WHAT NEEDS TO BE DONE :: Output the lines as a JSON list of strings, one string per line, omitting blank lines. Begin at the first line of the records and stop after the line containing "positive clicks: (431, 401) (810, 802)"; leave the pictures out.
START ENTRIES SUPPLIED
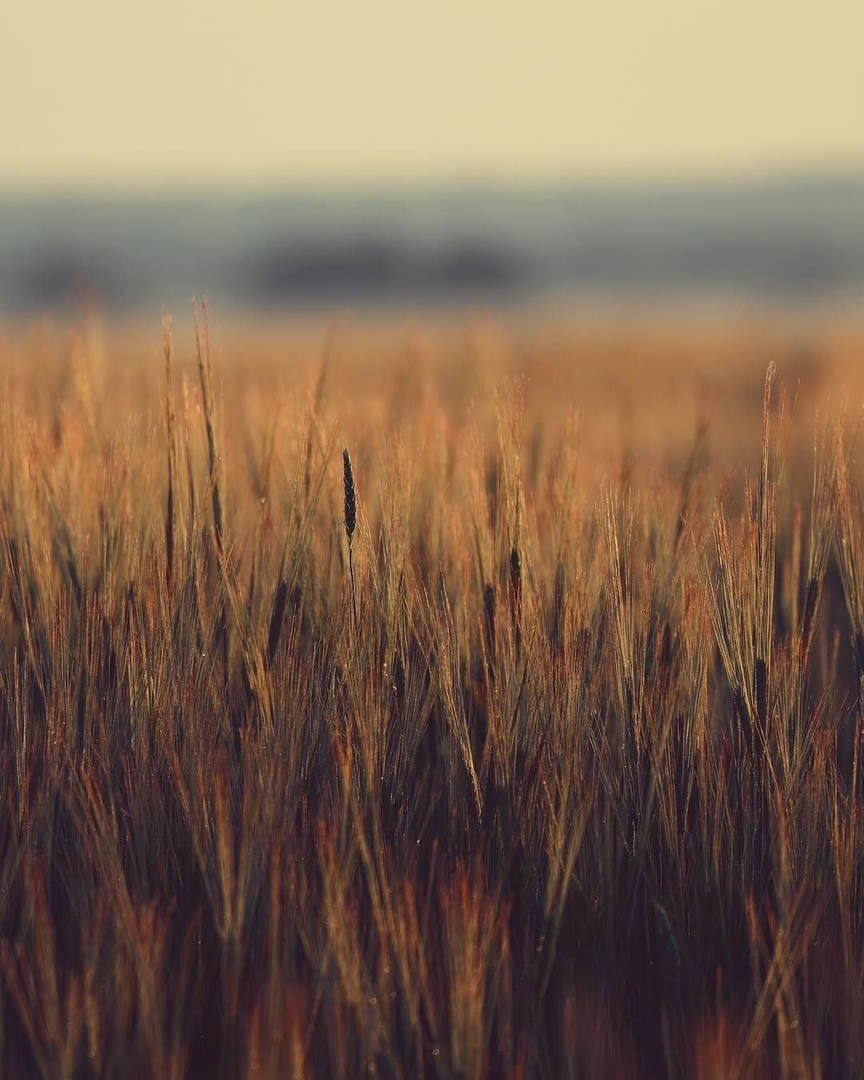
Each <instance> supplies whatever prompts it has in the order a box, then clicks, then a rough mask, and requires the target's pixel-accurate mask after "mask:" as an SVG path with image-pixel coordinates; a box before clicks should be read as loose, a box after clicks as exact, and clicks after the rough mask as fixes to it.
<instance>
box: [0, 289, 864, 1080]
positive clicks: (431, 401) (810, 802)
mask: <svg viewBox="0 0 864 1080" xmlns="http://www.w3.org/2000/svg"><path fill="white" fill-rule="evenodd" d="M862 359H864V337H862V336H861V335H855V334H854V333H853V332H851V330H848V332H846V330H842V332H841V330H837V329H834V328H832V327H827V326H819V327H814V328H810V329H808V330H807V333H804V332H802V330H800V329H796V330H795V332H792V330H789V329H786V330H783V329H778V328H777V327H774V328H771V327H764V326H761V325H757V324H755V323H754V324H748V323H747V324H740V325H735V326H732V327H731V328H730V327H728V326H724V325H723V324H721V323H719V322H718V323H717V324H714V325H712V326H708V327H693V326H689V327H678V328H670V327H664V326H643V327H639V326H635V325H625V326H620V327H617V328H615V327H610V326H608V325H602V324H599V323H597V324H583V325H577V324H566V323H561V324H557V325H554V326H544V325H541V324H540V323H536V324H525V325H519V326H518V327H515V328H513V327H510V328H508V327H504V326H502V325H500V324H498V323H497V322H496V321H495V320H492V319H489V318H485V319H482V318H477V319H474V320H468V321H462V322H461V323H458V322H457V321H453V322H451V323H449V324H446V325H444V324H442V325H423V323H422V322H421V321H420V322H418V323H417V324H411V325H404V326H400V327H399V328H397V329H393V328H392V327H391V328H390V329H382V328H380V327H369V326H364V325H355V326H352V325H339V324H334V325H332V326H330V327H329V328H326V327H324V326H323V325H316V326H311V325H298V326H295V327H294V328H293V330H292V333H291V334H287V333H285V334H278V333H275V332H272V333H265V332H264V330H261V329H260V328H259V329H258V330H256V329H254V328H248V327H242V326H241V327H234V328H233V329H230V328H225V329H220V327H219V323H218V319H217V316H216V315H213V316H212V315H211V314H210V313H208V311H207V310H206V309H203V310H199V311H198V312H197V313H195V318H194V321H192V320H191V319H187V320H183V321H180V320H177V327H176V333H175V332H174V330H172V327H171V325H170V323H167V322H166V323H165V325H164V326H163V328H162V332H161V336H160V328H159V326H156V327H147V328H146V329H145V330H144V332H137V333H135V334H133V333H131V332H126V333H124V334H121V333H119V332H113V330H112V329H111V328H110V327H105V326H100V325H99V324H98V322H96V321H94V320H93V319H91V318H83V316H82V318H80V319H76V320H71V321H70V322H69V324H68V325H52V324H48V323H46V324H40V325H35V326H12V325H10V326H6V327H4V328H3V329H2V332H1V333H0V380H2V388H3V390H2V404H0V797H2V800H3V808H2V813H0V1066H1V1068H0V1071H2V1075H3V1076H4V1077H8V1078H10V1080H12V1078H24V1077H33V1076H39V1077H42V1078H44V1080H55V1078H68V1080H72V1078H89V1077H118V1078H120V1077H123V1078H125V1077H134V1078H138V1077H140V1078H143V1080H144V1078H150V1077H160V1078H176V1080H179V1078H185V1077H220V1078H225V1080H229V1078H246V1077H249V1078H252V1077H273V1078H281V1077H308V1078H313V1077H316V1078H328V1077H346V1078H352V1077H359V1076H361V1075H370V1076H379V1077H393V1078H401V1077H406V1078H407V1077H423V1076H429V1077H441V1078H457V1077H458V1078H464V1080H475V1078H477V1080H478V1078H485V1077H495V1078H499V1077H500V1078H503V1077H509V1078H529V1077H531V1078H532V1077H538V1078H546V1077H571V1078H577V1077H584V1078H606V1077H609V1078H619V1077H620V1078H630V1077H633V1078H652V1077H669V1078H727V1077H728V1078H745V1077H753V1078H772V1077H778V1078H784V1080H785V1078H793V1077H825V1078H846V1077H848V1078H850V1080H851V1078H854V1077H860V1076H862V1075H863V1074H864V906H863V905H864V842H863V841H864V820H862V812H863V811H864V778H862V777H861V771H862V767H861V761H860V751H861V748H862V708H863V707H864V507H863V505H862V470H861V467H860V462H859V457H858V455H856V430H858V426H859V417H860V410H861V406H862V403H864V375H862V365H861V361H862Z"/></svg>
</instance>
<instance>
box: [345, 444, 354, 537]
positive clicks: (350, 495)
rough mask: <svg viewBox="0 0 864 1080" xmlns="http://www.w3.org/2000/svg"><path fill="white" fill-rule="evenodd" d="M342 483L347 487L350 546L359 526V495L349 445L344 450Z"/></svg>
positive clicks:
END ENTRIES SUPPLIED
SOLUTION BELOW ::
[
  "Each <instance> supplies whatever prompts it has in the order a box, then clicks, then a rough mask, and requires the target's pixel-accurate mask after \"mask:\" as an SVG path with image-pixel coordinates; a box before clicks should be read as loose, a box after clicks as exact, and clicks after the rough mask as fixes to it.",
  "<instance>",
  "box: [0, 289, 864, 1080]",
  "positive clicks: (431, 401) (810, 802)"
]